(Rows from a data collection)

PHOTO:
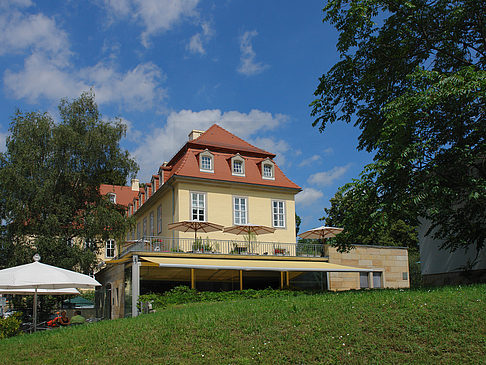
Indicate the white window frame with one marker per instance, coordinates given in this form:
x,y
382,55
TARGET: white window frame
x,y
240,159
112,197
159,219
238,218
268,162
204,208
275,204
152,224
110,248
209,155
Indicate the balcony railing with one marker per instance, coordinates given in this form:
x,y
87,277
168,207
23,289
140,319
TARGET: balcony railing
x,y
226,247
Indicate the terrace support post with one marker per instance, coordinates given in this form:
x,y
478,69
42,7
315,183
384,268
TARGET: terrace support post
x,y
135,284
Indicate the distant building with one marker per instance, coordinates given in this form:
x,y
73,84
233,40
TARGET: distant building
x,y
442,267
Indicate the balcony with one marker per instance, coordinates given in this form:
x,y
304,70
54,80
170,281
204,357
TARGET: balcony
x,y
222,247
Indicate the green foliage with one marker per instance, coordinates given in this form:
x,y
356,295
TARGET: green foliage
x,y
49,185
412,78
10,326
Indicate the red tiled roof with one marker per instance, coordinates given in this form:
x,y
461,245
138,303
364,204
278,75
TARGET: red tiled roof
x,y
223,146
124,194
220,138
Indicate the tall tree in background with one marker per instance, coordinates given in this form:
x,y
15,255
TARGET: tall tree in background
x,y
412,78
49,185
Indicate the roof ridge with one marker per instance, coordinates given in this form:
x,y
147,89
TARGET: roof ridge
x,y
215,126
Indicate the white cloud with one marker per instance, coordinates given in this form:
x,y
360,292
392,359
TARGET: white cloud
x,y
160,144
248,66
326,178
20,33
310,160
280,148
198,40
40,78
156,16
308,196
3,141
48,72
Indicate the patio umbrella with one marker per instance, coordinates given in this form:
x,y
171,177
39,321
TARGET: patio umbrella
x,y
249,229
195,226
66,291
41,276
321,233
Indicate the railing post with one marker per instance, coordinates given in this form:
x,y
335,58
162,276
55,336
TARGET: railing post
x,y
135,284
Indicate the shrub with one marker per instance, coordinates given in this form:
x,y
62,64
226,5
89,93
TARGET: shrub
x,y
10,326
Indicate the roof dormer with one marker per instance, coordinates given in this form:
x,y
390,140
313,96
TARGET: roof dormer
x,y
237,165
268,169
206,161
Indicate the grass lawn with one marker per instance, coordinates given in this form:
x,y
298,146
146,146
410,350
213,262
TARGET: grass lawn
x,y
440,326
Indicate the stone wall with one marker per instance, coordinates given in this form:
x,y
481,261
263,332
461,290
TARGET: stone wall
x,y
391,262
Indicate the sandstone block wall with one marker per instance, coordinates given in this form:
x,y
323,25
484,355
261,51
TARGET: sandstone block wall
x,y
391,262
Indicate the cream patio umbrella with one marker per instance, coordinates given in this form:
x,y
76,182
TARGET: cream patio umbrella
x,y
195,226
249,229
41,276
321,233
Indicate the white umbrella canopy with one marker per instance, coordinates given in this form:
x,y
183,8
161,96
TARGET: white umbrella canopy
x,y
41,276
321,233
66,291
195,226
249,229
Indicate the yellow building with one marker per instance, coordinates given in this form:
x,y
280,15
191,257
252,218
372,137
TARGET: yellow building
x,y
218,178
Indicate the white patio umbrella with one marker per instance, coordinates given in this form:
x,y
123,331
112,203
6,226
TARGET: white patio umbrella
x,y
66,291
249,229
41,276
321,233
195,226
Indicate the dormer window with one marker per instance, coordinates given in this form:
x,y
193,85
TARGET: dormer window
x,y
238,165
206,161
112,197
268,170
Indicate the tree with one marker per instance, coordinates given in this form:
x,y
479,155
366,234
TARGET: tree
x,y
357,207
49,185
412,77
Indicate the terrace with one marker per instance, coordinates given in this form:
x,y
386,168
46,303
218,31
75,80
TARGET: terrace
x,y
222,247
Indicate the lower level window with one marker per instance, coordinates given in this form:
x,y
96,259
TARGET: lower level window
x,y
110,248
240,211
278,213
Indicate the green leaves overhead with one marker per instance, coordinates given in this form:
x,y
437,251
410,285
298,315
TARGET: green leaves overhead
x,y
412,77
49,184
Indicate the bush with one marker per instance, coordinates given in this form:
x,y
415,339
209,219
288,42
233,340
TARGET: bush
x,y
10,326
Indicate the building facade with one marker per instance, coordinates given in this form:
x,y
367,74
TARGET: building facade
x,y
217,177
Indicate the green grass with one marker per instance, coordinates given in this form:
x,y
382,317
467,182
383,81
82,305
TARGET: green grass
x,y
440,326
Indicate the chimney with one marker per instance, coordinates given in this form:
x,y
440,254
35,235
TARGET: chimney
x,y
135,185
195,134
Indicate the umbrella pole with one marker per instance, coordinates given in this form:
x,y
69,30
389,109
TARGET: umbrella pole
x,y
35,309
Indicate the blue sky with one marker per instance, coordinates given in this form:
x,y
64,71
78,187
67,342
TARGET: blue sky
x,y
169,66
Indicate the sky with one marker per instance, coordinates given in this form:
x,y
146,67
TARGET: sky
x,y
166,67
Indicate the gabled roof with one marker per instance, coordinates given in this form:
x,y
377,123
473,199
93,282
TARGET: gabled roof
x,y
224,145
221,139
124,194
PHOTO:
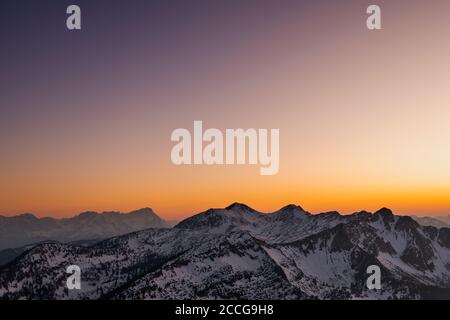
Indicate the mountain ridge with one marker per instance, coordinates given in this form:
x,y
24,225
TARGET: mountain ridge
x,y
238,253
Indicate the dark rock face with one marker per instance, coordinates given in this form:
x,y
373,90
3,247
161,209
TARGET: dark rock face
x,y
239,253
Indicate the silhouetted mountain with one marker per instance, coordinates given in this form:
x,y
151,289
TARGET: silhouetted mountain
x,y
25,229
240,253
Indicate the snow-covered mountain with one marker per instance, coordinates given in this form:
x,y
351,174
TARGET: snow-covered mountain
x,y
26,229
438,222
239,253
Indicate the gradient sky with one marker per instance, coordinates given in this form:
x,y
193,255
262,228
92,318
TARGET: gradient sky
x,y
86,116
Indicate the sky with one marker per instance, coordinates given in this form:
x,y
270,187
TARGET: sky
x,y
86,116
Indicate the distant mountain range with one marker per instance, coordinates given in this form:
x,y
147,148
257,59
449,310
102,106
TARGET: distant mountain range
x,y
437,221
240,253
26,229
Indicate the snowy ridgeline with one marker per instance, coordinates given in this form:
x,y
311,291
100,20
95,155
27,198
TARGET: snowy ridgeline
x,y
239,253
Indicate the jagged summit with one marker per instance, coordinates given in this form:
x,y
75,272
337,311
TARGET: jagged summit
x,y
239,206
384,212
291,207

GIVEN TASK >>
Please update the rows above by replacing "one marker per instance" with "one point per instance" everywhere and keeping everything else the same. Leave the pictures out of your answer.

THE ANSWER >>
PHOTO:
Indicate the white window frame with one point per instance, coordinates given in this form:
x,y
382,55
TARGET: white window frame
x,y
240,159
112,197
159,219
238,218
268,162
204,208
275,204
152,224
110,248
209,155
Indicate the balcony railing with one point per instance, coordinates given in this form:
x,y
87,277
168,207
23,289
140,319
TARGET: balcony railing
x,y
226,247
Indicate the terrace support post with one point per instance, coordinates given in this form:
x,y
478,69
42,7
315,183
384,268
TARGET: terrace support post
x,y
135,284
Indicate the distant building with one point per instance, coordinates given in this form:
x,y
73,84
233,40
TARGET: distant building
x,y
442,267
Indicate the balcony with one point per instance, coordinates given in this form:
x,y
304,70
54,80
170,281
204,357
TARGET: balcony
x,y
222,247
Indicate the green foliage with one point per instance, coordinates given in this form:
x,y
356,295
TARGET: green foliage
x,y
49,185
412,78
10,326
Indicate the red tiled roof with one point per instance, coordinates given in this form:
x,y
461,245
138,303
364,204
278,75
TARGET: red tiled roof
x,y
223,146
124,194
220,138
Indicate the tall tree in background with one point per instance, coordinates given in this form:
x,y
15,255
TARGET: tall tree in background
x,y
412,78
49,185
Indicate the roof ridge with one point per instance, coordinates given in this form:
x,y
147,89
TARGET: roof ridge
x,y
215,126
Indicate the white cloud with one point per instance, coordinates given in this form:
x,y
360,292
392,359
TARGET: white cloud
x,y
160,144
248,66
326,178
20,33
310,160
280,148
198,40
40,78
156,16
308,196
3,141
48,72
Indicate the patio umbrella with one point per instance, coordinates given in this form:
x,y
171,177
39,321
TARGET: patio umbrella
x,y
249,229
195,226
66,291
41,276
321,233
Indicate the railing post with one point per instance, coordinates given in this form:
x,y
335,58
162,276
55,336
TARGET: railing post
x,y
135,284
Indicate the shrub with one point per instance, coordinates given in this form:
x,y
62,64
226,5
89,93
TARGET: shrub
x,y
10,326
Indicate the roof dormer with one point per instance, coordinates given in this form:
x,y
390,140
313,96
TARGET: roof dormer
x,y
237,165
268,169
206,161
Indicate the grass lawn with one point per instance, coordinates given in this form:
x,y
298,146
146,146
410,350
213,262
TARGET: grass lawn
x,y
440,326
Indicate the stone wall with one point per instance, coordinates given in this form:
x,y
481,261
263,332
461,290
TARGET: stone wall
x,y
391,262
Indicate the sandstone block wall with one point per instance, coordinates given in this form:
x,y
323,25
484,355
261,51
TARGET: sandstone block wall
x,y
391,262
Indicate the cream patio umbrella with one point per instance, coordinates given in this form:
x,y
76,182
TARGET: cream patio umbrella
x,y
195,226
249,229
41,276
321,233
Indicate the white umbrella canopy with one point per instance, coordinates given in this form:
x,y
183,8
161,96
TARGET: white umbrella canopy
x,y
41,276
321,233
66,291
195,226
249,229
Indicate the yellow building with one point per instance, coordinates given in this form:
x,y
280,15
191,257
252,218
372,137
TARGET: yellow building
x,y
218,178
Indicate the white patio umbrella with one point per instance, coordinates given in this form:
x,y
123,331
112,203
6,226
TARGET: white patio umbrella
x,y
66,291
249,229
41,276
321,233
195,226
Indicate the dormer window with one point per instance, coordinates given in this form:
x,y
193,85
TARGET: dormer window
x,y
238,165
206,161
112,197
268,170
Indicate the tree with one point per instance, coordinates given in this form:
x,y
479,155
366,234
TARGET: tree
x,y
357,207
49,185
412,77
Indicate the terrace with one point per instance, coordinates given in this form:
x,y
386,168
46,303
218,31
75,80
TARGET: terrace
x,y
222,247
Indicate the lower level window with one point per instance, coordinates given in this form:
x,y
96,259
TARGET: lower level window
x,y
110,248
240,211
278,213
Indicate the green leaves overhead with one point per instance, coordinates given in this form:
x,y
437,251
410,285
298,315
TARGET: green leaves overhead
x,y
412,77
49,184
Indicate the bush with one point per instance, coordinates given in this form:
x,y
415,339
209,219
288,42
233,340
TARGET: bush
x,y
10,326
Indicate the building facade with one point per instance, coordinates given in this form:
x,y
367,74
TARGET: building facade
x,y
217,177
Indicate the green grass with one point per instance, coordinates given in this form:
x,y
382,317
467,182
383,81
82,305
TARGET: green grass
x,y
440,326
Indicate the chimney with one point per instance, coordinates given in this form:
x,y
440,254
35,235
TARGET: chimney
x,y
135,185
195,134
Indicate the umbrella pole with one point per instance, coordinates given in this form:
x,y
69,30
389,109
TARGET: umbrella pole
x,y
35,309
Indicate the blue sky with one point per instance, coordinates given in this form:
x,y
64,71
78,187
67,342
TARGET: blue sky
x,y
169,66
Indicate the sky with one point per instance, coordinates given in this form:
x,y
146,67
TARGET: sky
x,y
166,67
Indicate the gabled roof with one point per instance, coordinates given in this form:
x,y
377,123
473,199
93,282
TARGET: gabled roof
x,y
224,145
221,139
124,194
PHOTO:
Indicate the mountain ridge with one point per instance, coordinates given in this form:
x,y
24,225
TARGET: mountain ridge
x,y
238,253
Indicate the dark rock face with one point per instance, coordinates given in this form:
x,y
373,90
3,247
161,209
TARGET: dark rock face
x,y
239,253
Indicate the silhouetted mountain with one point per instance, coordinates given in this form:
x,y
151,289
TARGET: silhouetted mountain
x,y
25,229
240,253
Indicate the snow-covered mountain with one point per instance, coordinates given in this form:
x,y
351,174
TARGET: snow-covered mountain
x,y
26,229
438,222
239,253
Indicate the gradient sky with one point per instance, coordinates given in this form:
x,y
193,255
262,228
92,318
TARGET: gradient sky
x,y
86,116
Indicate the sky with one point per instance, coordinates given in this form:
x,y
270,187
TARGET: sky
x,y
86,116
Indicate the distant mountain range with one point per instance, coordinates given in this form:
x,y
147,148
257,59
449,310
102,106
TARGET: distant mountain range
x,y
437,221
240,253
26,229
Indicate the snowy ridgeline with one point per instance, coordinates given in this form:
x,y
311,291
100,20
95,155
27,198
TARGET: snowy ridgeline
x,y
239,253
Indicate the jagged summit with one point per instance, coordinates given in this form:
x,y
75,272
337,311
TARGET: jagged summit
x,y
239,206
384,212
291,207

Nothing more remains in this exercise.